**TO DO:**
Carry on the methods passage about the iodate–arsenous acid clock reaction from the point where it ends.

**QUOTED PASSAGE:**
The used arsenous acid was prepared as follows. 0.98 g As₂O₃ were dissolved in 35 ml bidistilled water adjusted to pH 12.7 with NaOH. After complete dissolution, the solution was adjusted to pH 2.0 with sulfuric acid to obtain a 0.2 mol l⁻¹ stock solution of arsenous acid. All experiments were done with a clock solution prepared from equal amounts of 0.046 mol l⁻¹ arsenous acid and 0.15 mol l⁻¹ aqueous potassium iodate solution. The pH of the reaction was adjusted with 0.1 mol l⁻¹ NaOH solution and stabilized between 2.6 and 6.8 with McIllvane citrate buffer solution.²⁴ To each reaction solution, 0.1% of soluble starch indicator was added to visualize the triiodide as a dark blue color. The ratio of concentrations of arsenous acid to iodate were chosen to R = 0.3, so that iodate was in excess and the reaction ends in a state of completely dark color.²⁵

Determination of induction period in a microtiter plate

To obtain statistically reliable results for the induction period of the autocatalytic iodate–arsenous acid clock reaction, we performed multiple parallel experiments using 96 well microtiter plates (Brand GmbH & Co. KG, Wertheim, Germany). In each case, equal amounts (80 μl) of arsenic acid and iodate solution were placed in columns of 8 wells. In each column of 8 wells, the autocatalytic reaction was then started simultaneously by adding 80 μl of KI inducer solution with a 8-tip Eppendorf-pipette. The same protocol was chosen for different inducer concentrations. The induction period was manually measured with a stop watch (neolab, Heidelberg, Germany).

**DATA EXTRACT:**

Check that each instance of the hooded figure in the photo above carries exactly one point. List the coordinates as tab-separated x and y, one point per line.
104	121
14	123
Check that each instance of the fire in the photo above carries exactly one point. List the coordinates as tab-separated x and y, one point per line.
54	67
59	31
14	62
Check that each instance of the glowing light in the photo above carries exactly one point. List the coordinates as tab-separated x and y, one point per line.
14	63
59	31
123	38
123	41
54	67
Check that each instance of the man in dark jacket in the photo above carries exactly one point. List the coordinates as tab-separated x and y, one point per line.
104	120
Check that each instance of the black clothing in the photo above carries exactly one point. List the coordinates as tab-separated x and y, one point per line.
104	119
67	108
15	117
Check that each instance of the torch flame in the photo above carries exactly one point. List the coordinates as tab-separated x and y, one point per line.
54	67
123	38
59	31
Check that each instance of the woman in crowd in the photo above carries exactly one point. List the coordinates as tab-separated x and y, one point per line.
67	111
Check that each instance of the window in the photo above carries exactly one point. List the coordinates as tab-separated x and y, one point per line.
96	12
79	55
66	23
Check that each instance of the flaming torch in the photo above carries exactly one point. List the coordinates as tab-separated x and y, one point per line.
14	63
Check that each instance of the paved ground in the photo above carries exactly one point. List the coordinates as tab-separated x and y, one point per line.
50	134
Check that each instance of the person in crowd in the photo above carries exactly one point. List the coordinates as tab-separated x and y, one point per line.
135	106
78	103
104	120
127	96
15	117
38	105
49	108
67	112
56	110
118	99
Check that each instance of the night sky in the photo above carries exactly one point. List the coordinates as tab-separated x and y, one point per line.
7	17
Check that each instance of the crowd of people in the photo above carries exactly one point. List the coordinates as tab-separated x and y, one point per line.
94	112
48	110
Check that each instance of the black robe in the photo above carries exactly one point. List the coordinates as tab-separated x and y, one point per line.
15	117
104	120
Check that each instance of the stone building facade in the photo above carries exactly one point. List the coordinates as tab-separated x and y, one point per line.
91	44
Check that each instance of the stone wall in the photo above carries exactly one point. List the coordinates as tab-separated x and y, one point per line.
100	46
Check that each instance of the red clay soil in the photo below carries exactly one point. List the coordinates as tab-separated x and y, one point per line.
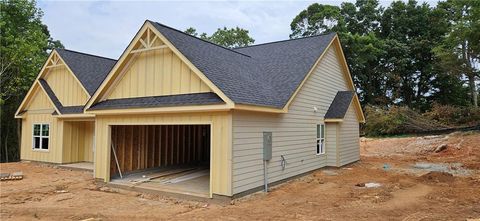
49	193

**EXERCISE RESPONSE:**
Microfluidics

The microfluidic channel was manufactured from polydimethylsiloxane (PDMS) by soft lithography as introduced by Duffy et al.²⁶ Briefly, a silicium wafer was coated with photoresist (SU-8 2050, microresist, Germany) in a vacuum spin coater (WS-400BX-6NPP/Lite, Laurell, North Wales, USA) to predefined height. After prebaking, the coated wafer was illuminated with a UV lamp (Tamarack PRX 500, San Francisco, USA) through a photomask (JD-Phototools, Hitchin, United Kingdom) with the channel layout as shown in Fig. S3A (ESI†). After postbaking, the structure was developed in dev-600mr developer (microresist, Berlin, Germany) until all non-illuminated photoresist was removed. After cleaning with 2-propanol and drying at room temperature, the wafer was ready to use for the microchannel manufacturing process. The dimensions of the microstructure used in our experiments are given in the Fig. S5 (ESI†).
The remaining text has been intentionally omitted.